## Assignment
Here are some records. Copy each one exactly.

Point-per-instance localization data:
┏━━
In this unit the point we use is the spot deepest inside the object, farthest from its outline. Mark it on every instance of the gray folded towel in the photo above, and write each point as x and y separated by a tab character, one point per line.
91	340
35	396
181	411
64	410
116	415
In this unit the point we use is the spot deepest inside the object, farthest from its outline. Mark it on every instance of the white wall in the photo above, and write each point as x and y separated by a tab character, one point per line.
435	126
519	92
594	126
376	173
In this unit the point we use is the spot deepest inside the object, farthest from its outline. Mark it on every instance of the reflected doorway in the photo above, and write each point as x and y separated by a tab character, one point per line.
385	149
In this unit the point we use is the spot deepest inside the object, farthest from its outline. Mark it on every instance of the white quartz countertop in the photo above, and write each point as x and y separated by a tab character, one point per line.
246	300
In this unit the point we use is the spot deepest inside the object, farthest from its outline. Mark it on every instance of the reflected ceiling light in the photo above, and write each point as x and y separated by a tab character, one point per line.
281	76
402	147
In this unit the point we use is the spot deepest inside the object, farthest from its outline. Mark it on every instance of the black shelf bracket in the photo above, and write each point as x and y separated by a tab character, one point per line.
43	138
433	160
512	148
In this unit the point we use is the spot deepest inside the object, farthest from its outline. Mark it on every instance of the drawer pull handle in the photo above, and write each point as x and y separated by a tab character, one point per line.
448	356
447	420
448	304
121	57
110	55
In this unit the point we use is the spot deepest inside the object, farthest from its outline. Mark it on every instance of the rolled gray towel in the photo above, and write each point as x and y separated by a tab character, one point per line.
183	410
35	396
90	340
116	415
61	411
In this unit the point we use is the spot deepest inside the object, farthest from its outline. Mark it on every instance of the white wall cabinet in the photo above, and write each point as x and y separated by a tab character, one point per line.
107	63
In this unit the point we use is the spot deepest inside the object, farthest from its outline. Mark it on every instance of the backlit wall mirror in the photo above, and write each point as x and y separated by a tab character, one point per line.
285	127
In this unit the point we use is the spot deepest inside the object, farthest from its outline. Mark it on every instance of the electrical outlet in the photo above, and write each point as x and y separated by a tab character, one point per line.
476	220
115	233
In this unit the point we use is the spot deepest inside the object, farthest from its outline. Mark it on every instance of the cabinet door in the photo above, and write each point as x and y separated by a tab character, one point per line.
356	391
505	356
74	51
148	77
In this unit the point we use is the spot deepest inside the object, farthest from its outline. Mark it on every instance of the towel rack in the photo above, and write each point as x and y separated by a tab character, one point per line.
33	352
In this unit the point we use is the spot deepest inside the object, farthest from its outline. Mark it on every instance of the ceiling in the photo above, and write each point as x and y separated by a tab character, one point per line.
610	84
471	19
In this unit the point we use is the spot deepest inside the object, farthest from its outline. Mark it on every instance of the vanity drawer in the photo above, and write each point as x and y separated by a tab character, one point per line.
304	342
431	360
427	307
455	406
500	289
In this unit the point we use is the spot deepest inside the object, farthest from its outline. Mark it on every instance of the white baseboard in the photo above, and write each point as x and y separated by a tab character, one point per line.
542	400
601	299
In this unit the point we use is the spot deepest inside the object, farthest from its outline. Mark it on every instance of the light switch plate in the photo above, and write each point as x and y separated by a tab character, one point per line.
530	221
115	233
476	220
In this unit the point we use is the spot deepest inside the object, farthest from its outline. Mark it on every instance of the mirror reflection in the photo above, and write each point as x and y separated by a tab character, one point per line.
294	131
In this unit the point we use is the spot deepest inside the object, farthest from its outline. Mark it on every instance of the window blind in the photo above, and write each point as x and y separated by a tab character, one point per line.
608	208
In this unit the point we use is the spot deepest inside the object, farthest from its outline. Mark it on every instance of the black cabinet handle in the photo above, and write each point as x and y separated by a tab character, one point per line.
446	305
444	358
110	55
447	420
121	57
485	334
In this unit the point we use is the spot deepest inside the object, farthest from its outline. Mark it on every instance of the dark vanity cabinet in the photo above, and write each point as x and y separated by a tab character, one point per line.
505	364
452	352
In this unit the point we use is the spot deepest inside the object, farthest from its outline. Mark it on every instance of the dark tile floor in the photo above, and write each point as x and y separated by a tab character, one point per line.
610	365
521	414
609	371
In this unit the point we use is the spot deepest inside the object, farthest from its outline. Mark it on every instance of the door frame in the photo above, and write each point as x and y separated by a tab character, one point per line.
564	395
┗━━
## Solution for this problem
In this unit the point we use is the spot deepest inside the object, farthest from its outline. Mark it on every instance of the gray folded towel in the photo above, and write each point as x and y separated by a tab character, one point per line.
91	340
35	396
181	411
64	410
116	415
In this unit the point we use is the spot deepest inside the object, farthest from its outline. Mark it on every instance of the white wall in the photo above, and write each point as x and y separated by a tab character, one point per line.
435	126
519	92
594	126
376	173
In this unit the point we use is the spot deepest inside the object, farthest from its outline. Mark it on every instance of the reflected doorway in the photo above, and write each point as x and y separated by a tab character, one point per line.
385	149
In this unit the point we use is the spot deepest inside the object, farthest from its outline. Mark it on every instance of the white quartz countertop in the photo above, and write each point as x and y separated by a tab character, one point per line.
246	300
In this unit the point we use is the spot deepest inside the object, farthest from its outline. Mark it on every instance of the reflected ceiling light in the photo above, and write each point as x and y separated by a tab character, one point per line.
281	76
402	147
In this unit the point we use is the spot deepest inside the object, farthest from its outline. Mark it on every instance of the black shelf bracket in the photo above, and write each point as x and y separated by a tab character, one point per line.
43	138
433	160
512	148
In this unit the point we use is the spot deepest inside the object, farthest from its outline. Mark it on every instance of the drawer pull handle in the photo above, and write each point as x and y separated by a tab character, one point per line.
448	356
447	420
448	304
121	57
110	55
In this unit the point we use is the spot deepest inside the object, farthest from its outline. Mark it on every instance of the rolled gray towel in the photo above, and write each point as x and y separated by a tab character, one point per line.
183	410
35	396
90	340
116	415
61	411
In this unit the point we use is the spot deepest inside the object, farthest from its outline. Mark it on every instance of the white wall cabinet in the photo above, and write each point as x and y separated by a tab character, one point per line.
107	63
In this unit the point we use is the spot deepest inside the object, farthest from its outline. Mark it on every instance of the backlit wall mirror in the photo above, and write each point as x and y separated by a tab character, one point per line.
285	127
In this unit the point we use is the spot deepest inside the object, farthest from its outline. Mark it on every instance of the electrical outlet in the photo above, and write each point as x and y separated by a tab character, one point per line.
476	220
115	233
In this unit the point we use is the spot deepest inside the object, farthest from its outline. Mark it on every instance of the cabinet door in the photo above, and write each point as x and y separated by a tab character, one point per line.
356	391
505	356
74	51
148	77
In this unit the point we use is the spot deepest inside the object, farthest from its outline. Mark it on every instance of the towel rack in the photo above, and write each point as x and y separated by a tab character, one point per line.
33	352
In this unit the point we use is the spot deepest inside the object, farthest from its outline. Mark it on every instance of the ceiling in the photo above, and write each point as x and y separated by a tab character, one point per line.
610	84
471	19
In this unit the point we use is the spot deepest inside the object, farthest from its outline. Mark it on every instance of the vanity drawer in the photo above, and write each point as x and y separated by a tab character, one point per line.
304	342
431	360
427	307
455	406
500	289
In this unit the point we use is the spot deepest inside the object, farthest from its outline. Mark it on every instance of the white baseboard in the photo above, and write each point as x and y separated by a tab character, one point per line.
542	400
601	299
In this unit the point we use is the spot deepest inside the object, farthest from its outline. Mark it on every instance of the light switch plate in the photo above, and write each point as x and y separated by a tab character, one point per line.
530	221
115	233
476	220
In this unit the point we use is the spot deepest inside the object, farthest from its outline. Mark it on every instance of the mirror reflection in the photo above, and write each point as x and y separated by a tab character, one point per line.
294	131
In this unit the point we use is the spot deepest inside the object, farthest from its outline. Mark it on every instance of the window blind in the photo above, and write each point as x and y separated by a tab character, one point per line.
608	208
In this unit the point we use is the spot deepest inside the object, farthest from its outline. Mark it on every instance of the black cabinet handle in the photo above, and write each point as x and y separated by a tab character, one point per line.
446	305
444	358
110	55
447	420
121	57
485	334
In this unit the point we use is the spot deepest inside the object, farthest from its outline. Mark it on every instance of the dark vanity cabinet in the photo above, and write each point as x and y separated by a tab character, one point per line.
505	364
452	352
In this unit the point we use is the spot deepest inside the object, farthest from its outline. Mark it on every instance of the dark tile floor in the photo above, and write each point as x and y separated by a tab character, one point per line.
610	365
521	414
609	371
In this unit the point we use is the spot deepest inside the object, farthest from its outline. Mark it on every instance of the door frame in the photo above, and write each point as x and y separated by a tab character, one point per line.
564	395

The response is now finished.